ABOUT THIS EXERCISE. How many lines in the data below contain the string "loose"? Case counts, so match only that exact capitalization, and reply with the number alone.

(Stored items)
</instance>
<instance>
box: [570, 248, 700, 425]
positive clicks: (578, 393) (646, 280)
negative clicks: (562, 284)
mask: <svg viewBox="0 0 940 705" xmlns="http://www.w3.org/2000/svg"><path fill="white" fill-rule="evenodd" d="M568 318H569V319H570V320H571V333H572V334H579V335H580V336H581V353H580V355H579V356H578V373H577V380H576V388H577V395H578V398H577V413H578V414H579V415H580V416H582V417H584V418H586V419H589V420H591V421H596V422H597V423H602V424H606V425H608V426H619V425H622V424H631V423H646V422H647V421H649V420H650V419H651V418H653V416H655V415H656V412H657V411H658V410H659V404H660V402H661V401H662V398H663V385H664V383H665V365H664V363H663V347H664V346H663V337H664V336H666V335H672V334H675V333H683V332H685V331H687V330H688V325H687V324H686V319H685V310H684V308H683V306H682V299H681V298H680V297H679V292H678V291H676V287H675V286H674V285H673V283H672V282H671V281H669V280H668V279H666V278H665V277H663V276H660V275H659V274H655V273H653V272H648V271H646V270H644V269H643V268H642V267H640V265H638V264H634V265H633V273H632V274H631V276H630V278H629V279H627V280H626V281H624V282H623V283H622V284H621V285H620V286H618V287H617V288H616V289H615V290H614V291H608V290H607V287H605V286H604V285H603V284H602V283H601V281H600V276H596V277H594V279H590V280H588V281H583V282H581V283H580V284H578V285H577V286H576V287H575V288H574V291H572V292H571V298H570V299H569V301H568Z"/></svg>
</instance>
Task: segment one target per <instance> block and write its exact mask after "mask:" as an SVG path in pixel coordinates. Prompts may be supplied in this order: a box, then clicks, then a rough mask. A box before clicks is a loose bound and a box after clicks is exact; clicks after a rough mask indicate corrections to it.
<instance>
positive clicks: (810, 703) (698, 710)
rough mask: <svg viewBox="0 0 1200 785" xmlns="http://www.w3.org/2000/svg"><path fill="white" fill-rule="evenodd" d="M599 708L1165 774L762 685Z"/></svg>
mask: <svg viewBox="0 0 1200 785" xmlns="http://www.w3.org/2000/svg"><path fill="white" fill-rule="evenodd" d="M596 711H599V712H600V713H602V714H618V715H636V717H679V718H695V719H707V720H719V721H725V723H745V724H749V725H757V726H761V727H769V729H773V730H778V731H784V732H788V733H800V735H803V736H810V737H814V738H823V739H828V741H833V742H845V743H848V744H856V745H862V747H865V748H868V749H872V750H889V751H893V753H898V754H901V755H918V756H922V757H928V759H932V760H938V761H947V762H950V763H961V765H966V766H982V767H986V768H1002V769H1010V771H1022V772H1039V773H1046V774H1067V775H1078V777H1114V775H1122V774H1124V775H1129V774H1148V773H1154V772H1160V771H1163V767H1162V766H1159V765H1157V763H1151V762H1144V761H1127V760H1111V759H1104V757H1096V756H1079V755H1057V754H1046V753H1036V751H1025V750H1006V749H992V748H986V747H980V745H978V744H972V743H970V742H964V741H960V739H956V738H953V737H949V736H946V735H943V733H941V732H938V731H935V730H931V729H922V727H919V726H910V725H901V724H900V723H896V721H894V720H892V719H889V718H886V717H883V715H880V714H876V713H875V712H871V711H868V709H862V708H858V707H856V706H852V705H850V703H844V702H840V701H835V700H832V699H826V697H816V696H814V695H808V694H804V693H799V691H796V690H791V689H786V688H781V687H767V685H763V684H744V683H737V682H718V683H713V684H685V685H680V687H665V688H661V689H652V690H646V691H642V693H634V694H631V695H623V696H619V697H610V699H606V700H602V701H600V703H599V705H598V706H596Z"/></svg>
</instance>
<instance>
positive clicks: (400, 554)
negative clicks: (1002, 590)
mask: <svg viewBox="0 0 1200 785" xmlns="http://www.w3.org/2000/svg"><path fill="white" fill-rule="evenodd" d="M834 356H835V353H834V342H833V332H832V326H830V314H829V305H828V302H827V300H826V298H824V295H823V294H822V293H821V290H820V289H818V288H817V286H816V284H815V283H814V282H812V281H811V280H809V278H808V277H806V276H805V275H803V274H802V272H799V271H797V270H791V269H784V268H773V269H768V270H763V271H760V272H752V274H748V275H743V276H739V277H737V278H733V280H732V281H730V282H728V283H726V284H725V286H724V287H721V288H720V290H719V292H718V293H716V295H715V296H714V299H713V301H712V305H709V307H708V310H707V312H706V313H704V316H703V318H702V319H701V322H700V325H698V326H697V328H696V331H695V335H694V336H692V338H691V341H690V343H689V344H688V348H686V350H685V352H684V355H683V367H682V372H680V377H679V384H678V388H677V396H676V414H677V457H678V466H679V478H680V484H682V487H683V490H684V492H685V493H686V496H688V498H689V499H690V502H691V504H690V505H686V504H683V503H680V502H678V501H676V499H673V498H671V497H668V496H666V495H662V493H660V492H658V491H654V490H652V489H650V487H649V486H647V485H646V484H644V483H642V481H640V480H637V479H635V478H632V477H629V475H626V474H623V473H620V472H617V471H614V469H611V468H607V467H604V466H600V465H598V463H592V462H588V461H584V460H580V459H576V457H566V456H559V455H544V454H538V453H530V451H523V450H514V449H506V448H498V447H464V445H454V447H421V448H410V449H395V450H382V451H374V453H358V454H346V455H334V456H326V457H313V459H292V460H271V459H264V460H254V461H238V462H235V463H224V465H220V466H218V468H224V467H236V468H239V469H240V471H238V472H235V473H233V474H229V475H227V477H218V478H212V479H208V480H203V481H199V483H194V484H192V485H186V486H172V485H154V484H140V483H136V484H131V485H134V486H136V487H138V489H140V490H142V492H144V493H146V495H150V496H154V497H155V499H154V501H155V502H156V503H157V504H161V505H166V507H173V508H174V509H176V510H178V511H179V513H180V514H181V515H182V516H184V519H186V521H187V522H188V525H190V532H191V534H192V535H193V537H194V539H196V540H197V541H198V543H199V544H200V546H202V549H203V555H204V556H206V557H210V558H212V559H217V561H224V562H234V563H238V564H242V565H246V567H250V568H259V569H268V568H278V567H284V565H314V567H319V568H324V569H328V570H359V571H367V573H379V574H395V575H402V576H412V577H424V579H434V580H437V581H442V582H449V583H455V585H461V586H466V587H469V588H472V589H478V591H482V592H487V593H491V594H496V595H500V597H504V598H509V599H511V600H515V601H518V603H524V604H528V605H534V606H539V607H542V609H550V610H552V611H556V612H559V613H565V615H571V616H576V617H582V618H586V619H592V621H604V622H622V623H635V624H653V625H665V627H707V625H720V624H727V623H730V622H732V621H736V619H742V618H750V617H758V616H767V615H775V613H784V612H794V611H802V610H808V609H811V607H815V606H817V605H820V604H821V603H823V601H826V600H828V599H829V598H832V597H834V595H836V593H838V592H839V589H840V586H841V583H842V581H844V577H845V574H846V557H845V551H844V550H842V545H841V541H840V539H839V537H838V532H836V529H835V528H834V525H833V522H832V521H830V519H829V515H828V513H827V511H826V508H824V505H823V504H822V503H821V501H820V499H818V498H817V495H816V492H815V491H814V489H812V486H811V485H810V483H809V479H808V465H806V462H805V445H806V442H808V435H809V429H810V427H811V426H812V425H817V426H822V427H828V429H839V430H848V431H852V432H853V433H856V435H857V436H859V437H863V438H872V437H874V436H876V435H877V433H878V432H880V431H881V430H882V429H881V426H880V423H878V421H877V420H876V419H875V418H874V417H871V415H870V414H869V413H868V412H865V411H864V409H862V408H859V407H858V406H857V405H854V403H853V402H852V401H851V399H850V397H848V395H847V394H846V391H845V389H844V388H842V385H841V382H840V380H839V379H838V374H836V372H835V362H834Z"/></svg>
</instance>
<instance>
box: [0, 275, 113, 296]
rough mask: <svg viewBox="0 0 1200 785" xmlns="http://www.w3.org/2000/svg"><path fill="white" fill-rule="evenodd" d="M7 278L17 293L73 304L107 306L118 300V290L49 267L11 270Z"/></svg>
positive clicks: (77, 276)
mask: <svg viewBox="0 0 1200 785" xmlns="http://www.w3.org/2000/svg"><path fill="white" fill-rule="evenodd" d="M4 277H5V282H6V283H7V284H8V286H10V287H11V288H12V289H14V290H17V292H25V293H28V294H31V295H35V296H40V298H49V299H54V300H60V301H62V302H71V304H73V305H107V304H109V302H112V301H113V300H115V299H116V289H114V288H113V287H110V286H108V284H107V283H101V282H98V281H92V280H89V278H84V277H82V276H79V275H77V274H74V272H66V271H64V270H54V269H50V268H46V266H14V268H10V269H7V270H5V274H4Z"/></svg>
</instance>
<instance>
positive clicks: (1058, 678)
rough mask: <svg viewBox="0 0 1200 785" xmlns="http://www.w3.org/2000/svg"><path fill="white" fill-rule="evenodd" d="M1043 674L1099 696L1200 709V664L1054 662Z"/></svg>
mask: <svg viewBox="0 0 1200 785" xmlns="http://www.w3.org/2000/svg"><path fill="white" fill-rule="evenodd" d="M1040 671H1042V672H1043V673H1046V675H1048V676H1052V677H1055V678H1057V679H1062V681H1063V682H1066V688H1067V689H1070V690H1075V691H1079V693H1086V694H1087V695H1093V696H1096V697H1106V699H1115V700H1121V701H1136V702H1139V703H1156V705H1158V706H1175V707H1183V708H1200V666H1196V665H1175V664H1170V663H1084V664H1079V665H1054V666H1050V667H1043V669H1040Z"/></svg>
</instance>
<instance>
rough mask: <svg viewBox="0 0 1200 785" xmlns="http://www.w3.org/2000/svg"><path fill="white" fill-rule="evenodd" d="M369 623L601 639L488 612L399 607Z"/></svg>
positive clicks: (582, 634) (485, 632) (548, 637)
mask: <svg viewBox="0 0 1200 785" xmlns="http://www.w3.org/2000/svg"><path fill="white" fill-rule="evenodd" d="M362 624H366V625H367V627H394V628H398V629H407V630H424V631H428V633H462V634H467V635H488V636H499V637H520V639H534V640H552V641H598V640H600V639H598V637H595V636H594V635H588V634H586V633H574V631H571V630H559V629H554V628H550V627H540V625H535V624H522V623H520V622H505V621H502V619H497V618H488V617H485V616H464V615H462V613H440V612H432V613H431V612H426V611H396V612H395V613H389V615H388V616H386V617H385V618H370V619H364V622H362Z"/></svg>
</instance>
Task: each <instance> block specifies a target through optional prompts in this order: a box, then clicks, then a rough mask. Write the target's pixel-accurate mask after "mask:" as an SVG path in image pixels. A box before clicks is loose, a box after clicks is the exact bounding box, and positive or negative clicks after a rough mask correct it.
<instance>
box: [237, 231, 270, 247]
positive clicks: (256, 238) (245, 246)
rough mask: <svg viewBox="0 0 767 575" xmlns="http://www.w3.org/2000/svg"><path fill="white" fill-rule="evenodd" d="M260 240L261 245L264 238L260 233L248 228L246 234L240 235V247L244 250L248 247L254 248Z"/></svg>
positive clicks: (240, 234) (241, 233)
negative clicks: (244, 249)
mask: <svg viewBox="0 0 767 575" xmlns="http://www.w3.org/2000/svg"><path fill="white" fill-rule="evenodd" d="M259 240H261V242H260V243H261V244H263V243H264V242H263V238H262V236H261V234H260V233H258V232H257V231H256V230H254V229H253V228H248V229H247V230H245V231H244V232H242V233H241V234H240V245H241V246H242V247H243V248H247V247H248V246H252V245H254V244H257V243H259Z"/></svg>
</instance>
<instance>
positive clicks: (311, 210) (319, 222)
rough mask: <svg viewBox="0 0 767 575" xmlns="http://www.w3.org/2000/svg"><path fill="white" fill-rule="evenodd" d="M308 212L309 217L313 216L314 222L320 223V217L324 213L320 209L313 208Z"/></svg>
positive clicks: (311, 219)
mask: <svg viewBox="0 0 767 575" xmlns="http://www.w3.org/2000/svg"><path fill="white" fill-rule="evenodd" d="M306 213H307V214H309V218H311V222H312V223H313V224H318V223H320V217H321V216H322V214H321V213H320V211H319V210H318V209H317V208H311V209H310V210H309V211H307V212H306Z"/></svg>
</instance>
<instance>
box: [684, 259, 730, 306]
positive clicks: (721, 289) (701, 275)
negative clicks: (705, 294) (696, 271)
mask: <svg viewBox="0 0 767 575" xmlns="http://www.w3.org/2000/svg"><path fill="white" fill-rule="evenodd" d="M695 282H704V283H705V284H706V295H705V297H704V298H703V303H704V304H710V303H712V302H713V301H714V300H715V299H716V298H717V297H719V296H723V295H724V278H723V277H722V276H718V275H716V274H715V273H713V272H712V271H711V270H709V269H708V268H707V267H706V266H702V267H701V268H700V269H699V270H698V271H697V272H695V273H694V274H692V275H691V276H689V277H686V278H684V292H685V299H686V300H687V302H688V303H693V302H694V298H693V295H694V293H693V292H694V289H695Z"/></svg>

RESPONSE. 2